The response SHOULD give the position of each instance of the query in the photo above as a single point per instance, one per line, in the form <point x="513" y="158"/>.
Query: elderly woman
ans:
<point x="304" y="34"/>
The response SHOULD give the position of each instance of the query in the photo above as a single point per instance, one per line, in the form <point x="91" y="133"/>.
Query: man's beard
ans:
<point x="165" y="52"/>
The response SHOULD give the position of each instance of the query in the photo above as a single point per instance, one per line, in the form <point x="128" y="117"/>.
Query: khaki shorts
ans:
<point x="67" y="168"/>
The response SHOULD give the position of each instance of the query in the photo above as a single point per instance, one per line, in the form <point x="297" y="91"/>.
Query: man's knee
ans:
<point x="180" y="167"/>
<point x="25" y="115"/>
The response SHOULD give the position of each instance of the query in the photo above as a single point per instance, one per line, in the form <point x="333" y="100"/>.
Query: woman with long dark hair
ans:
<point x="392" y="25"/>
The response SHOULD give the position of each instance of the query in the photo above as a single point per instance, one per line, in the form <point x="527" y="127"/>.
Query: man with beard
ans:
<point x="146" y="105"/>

━━━

■ TASK GOAL: Extract the full set of entries word for word.

■ SOLUTION TO THE EXERCISE:
The response SHOULD give the position of each instance of the query in the photo above as a single point per instance, one per line, in the form <point x="513" y="158"/>.
Query: elderly woman
ans:
<point x="304" y="34"/>
The response SHOULD give the position of each instance of the query in the photo above as a single point per instance, one per line, in the form <point x="91" y="133"/>.
Query: man's beard
ans:
<point x="165" y="52"/>
The response SHOULD give the position of each instance of the query in the photo above as a single point per instance, one per line, in the form <point x="128" y="117"/>.
Query: khaki shorts
ans:
<point x="67" y="168"/>
The response SHOULD give the position of each instance of the query in the photo above as a single point per instance, one per line, in the form <point x="297" y="91"/>.
Query: man's knee
ans:
<point x="180" y="167"/>
<point x="25" y="115"/>
The response SHOULD give the position of each instance of the query in the photo above as a single point per instance, one per line, in the form <point x="333" y="100"/>.
Query: woman with long dark hair
ans:
<point x="392" y="25"/>
The response SHOULD give the position of each instance of the query in the photo above as a single point per instance, one per line, in the form <point x="527" y="127"/>.
Query: man with beard
ans:
<point x="146" y="105"/>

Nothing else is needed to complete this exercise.